*PROBLEM SET*
1 – According to the event listing, how many insect species will visitors see as they approach the installation?
2 – Based on the event listing, explain why the insects in the installation can be heard as well as seen.

*PASSAGE GIVEN*
________

As visitors approach the installation they will begin to view 25 insect species, which are either extinct, common, or newly discovered.

At first just a few appear to move, but soon more can be seen and heard emitting noises as they collide with the glass.

The installation can be found within a darkened Norfolk House Music Room between 19-27 September.

Graphics Weekend with Design Week and Creative Review

Morag Myerscough
Morag Myerscough

Drop-in workshops and demonstrations are planned on 19-20 September, including lettering workshop with Paul Antonio Scribe, and an interactive Type Tasting event.

Keynote talks come from the likes of Tom Sharp and Ben Haworth, co-founders and creative directors of The Beautiful Meme, Tony Brook, co-founder of design studio Spin, Adrian Shaughnessy, designer Craig Oldham and illustrator Johanna Basford in a Q&A session with Creative Review editor Patrick Burgoyne.

________

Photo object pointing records
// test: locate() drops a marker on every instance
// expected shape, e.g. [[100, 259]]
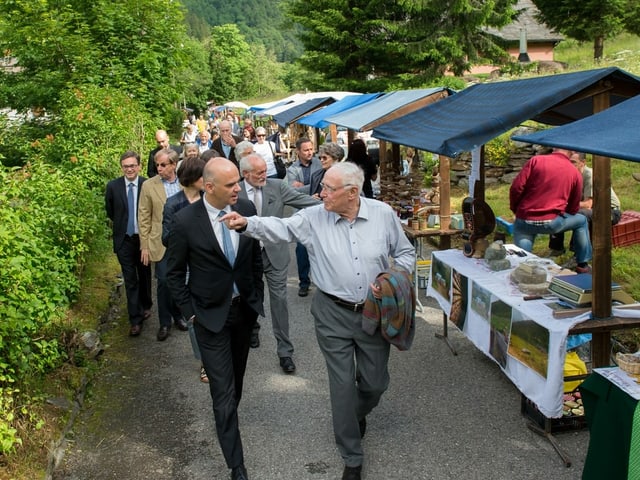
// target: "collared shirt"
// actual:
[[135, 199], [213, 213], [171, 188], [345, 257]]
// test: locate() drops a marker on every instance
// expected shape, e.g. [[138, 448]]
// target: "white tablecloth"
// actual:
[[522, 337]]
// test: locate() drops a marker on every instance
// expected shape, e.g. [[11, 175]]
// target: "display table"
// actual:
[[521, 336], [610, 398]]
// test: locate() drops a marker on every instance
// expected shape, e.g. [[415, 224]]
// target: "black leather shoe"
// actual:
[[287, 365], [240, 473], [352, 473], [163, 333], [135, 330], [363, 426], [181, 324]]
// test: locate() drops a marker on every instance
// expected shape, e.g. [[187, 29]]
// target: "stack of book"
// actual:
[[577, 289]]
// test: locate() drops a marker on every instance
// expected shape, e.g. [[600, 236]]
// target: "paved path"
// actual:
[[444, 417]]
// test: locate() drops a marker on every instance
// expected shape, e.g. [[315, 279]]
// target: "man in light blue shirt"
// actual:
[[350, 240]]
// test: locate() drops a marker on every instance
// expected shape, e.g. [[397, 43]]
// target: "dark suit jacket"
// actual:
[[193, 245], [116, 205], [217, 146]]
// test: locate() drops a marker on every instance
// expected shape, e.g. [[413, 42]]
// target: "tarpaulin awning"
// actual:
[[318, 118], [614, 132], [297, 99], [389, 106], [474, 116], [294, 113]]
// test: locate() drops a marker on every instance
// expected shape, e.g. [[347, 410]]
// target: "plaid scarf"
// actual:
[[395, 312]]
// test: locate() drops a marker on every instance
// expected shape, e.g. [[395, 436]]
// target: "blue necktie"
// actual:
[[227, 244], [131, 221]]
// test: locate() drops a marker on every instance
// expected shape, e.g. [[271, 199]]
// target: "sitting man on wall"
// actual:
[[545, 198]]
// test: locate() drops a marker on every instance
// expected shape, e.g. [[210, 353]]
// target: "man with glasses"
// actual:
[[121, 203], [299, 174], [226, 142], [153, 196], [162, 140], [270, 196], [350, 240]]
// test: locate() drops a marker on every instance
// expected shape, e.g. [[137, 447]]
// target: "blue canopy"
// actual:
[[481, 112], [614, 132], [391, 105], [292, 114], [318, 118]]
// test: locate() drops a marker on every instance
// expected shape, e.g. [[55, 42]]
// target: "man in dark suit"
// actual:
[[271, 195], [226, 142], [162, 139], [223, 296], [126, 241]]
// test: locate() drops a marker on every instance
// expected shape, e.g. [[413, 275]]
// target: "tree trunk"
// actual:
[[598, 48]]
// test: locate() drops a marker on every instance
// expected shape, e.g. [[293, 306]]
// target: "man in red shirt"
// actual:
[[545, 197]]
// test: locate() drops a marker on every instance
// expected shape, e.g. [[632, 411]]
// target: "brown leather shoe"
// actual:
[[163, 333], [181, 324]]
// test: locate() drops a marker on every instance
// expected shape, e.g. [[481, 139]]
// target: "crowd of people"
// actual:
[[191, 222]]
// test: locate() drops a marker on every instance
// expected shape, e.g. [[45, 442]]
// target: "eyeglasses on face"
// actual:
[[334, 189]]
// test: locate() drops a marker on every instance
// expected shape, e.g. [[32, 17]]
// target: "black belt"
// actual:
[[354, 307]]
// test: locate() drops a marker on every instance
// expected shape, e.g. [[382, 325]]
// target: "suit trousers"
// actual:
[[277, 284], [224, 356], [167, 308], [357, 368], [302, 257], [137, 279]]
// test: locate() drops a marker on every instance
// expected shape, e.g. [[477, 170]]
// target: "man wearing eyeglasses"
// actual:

________

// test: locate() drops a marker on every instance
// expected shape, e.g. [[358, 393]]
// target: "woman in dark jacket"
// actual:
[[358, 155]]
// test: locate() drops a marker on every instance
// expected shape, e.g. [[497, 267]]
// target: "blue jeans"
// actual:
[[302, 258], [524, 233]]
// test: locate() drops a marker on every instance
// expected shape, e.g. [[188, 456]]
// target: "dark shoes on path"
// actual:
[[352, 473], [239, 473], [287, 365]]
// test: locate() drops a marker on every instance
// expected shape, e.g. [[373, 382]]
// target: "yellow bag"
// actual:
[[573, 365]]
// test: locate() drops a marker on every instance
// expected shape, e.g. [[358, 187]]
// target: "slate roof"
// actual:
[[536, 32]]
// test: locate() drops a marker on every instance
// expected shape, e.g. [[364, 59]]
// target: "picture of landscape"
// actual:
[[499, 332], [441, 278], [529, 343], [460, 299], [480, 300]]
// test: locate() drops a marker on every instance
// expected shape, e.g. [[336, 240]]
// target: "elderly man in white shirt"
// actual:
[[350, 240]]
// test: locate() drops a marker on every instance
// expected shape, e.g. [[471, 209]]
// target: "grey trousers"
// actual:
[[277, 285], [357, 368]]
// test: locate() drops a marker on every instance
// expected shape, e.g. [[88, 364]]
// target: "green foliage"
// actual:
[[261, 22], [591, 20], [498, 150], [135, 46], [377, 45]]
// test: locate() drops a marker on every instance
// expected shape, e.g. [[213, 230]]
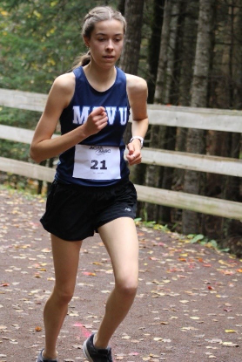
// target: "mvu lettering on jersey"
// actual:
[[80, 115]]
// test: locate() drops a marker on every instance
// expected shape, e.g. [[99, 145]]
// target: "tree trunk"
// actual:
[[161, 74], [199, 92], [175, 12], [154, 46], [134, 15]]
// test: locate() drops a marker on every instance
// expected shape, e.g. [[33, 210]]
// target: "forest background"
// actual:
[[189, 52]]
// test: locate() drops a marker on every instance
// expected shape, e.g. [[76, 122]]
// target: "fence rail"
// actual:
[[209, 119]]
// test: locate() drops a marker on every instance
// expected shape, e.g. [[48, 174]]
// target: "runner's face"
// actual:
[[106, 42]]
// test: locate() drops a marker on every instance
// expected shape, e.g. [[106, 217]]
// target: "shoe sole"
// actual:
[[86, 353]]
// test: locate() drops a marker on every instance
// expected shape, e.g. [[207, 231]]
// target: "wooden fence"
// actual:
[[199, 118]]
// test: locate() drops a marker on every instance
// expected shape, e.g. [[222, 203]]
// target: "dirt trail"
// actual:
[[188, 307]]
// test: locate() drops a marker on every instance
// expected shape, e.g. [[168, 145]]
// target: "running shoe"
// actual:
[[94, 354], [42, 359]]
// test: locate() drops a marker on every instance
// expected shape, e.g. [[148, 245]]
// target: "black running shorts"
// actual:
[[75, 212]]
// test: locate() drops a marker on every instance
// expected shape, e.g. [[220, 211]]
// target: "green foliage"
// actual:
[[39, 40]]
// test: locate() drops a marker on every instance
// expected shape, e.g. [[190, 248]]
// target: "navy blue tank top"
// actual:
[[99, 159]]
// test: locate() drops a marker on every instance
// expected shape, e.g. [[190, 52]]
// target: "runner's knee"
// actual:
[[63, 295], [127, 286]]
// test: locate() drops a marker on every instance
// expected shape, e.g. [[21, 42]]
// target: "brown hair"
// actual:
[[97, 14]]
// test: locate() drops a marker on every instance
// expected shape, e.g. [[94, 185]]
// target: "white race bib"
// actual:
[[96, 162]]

________

*ANSWERS TO THE PROBLEMS*
1 – 25 insect species, which are either extinct, common, or newly discovered.

2 – The insects make noises as they collide with the glass. At first only a few appear to move, but soon more can be seen and heard.